◆ **Material shown**
BEGIN
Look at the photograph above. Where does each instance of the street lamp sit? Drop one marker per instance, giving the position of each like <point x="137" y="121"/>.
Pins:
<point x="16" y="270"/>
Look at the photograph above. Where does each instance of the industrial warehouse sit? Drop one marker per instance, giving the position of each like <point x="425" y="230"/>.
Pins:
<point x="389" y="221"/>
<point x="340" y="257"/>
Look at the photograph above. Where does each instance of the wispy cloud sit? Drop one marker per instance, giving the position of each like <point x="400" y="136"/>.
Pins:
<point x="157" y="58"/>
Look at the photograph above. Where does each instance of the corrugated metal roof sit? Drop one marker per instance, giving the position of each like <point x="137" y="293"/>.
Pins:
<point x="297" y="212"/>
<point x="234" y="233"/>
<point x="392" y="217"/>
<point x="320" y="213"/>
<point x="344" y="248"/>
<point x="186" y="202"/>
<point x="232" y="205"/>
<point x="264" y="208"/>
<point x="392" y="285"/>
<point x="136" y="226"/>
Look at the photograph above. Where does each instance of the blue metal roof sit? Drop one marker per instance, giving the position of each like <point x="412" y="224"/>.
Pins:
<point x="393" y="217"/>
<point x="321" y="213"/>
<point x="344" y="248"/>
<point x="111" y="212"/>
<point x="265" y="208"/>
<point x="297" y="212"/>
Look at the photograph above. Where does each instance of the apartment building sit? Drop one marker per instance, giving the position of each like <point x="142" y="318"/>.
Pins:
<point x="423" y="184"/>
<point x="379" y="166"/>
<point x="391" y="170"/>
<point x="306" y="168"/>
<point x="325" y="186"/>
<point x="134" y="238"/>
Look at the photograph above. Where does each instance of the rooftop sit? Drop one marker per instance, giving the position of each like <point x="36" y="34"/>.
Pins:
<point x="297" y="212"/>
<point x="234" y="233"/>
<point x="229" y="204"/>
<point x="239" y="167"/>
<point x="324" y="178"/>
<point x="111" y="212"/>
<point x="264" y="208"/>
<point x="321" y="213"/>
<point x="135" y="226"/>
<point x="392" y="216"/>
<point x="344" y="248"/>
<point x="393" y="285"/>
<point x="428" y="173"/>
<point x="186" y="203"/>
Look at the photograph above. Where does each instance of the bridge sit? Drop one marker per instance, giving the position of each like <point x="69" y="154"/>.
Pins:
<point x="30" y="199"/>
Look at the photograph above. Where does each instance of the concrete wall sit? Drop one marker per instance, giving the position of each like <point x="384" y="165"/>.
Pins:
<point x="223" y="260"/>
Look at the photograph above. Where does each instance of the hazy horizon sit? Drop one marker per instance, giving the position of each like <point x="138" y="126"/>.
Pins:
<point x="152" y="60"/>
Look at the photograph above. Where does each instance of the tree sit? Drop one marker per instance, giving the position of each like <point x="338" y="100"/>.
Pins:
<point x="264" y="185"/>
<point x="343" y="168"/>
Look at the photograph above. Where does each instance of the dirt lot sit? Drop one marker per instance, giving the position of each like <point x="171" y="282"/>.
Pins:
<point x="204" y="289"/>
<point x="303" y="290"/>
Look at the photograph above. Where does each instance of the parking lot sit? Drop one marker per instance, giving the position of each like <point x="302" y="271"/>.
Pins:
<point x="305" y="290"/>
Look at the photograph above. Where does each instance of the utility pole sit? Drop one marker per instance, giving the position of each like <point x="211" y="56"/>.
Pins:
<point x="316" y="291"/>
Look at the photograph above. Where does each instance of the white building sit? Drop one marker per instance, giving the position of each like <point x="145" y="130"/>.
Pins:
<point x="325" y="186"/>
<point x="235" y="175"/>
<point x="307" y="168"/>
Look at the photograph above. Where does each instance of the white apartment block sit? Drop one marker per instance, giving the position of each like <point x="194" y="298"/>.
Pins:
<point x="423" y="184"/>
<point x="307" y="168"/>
END
◆ **Assignment**
Please tally the lines of the listing that include the string "white". The number is the whole answer.

◆ **Output of the task**
2